(Entries drawn from a collection)

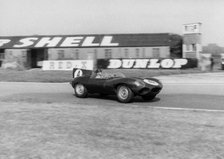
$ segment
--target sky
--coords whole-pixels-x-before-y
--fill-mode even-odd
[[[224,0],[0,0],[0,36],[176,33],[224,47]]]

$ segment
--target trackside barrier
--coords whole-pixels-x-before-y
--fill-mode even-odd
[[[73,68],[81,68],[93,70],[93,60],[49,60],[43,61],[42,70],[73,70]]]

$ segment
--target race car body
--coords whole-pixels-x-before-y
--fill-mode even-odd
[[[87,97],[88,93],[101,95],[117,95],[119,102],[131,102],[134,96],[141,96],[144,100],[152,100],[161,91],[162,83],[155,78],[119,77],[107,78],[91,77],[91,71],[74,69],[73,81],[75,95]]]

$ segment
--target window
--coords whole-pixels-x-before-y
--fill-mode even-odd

---

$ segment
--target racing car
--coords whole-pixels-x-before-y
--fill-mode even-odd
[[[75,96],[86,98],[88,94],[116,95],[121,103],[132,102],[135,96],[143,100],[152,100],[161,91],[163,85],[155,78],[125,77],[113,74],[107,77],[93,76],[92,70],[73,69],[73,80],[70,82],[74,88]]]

## AIM
Can you identify every line of the records that contains the word "target" and copy each one out?

## REPLY TO THE TASK
--target sky
--target trackside barrier
--target race car body
--target window
--target racing car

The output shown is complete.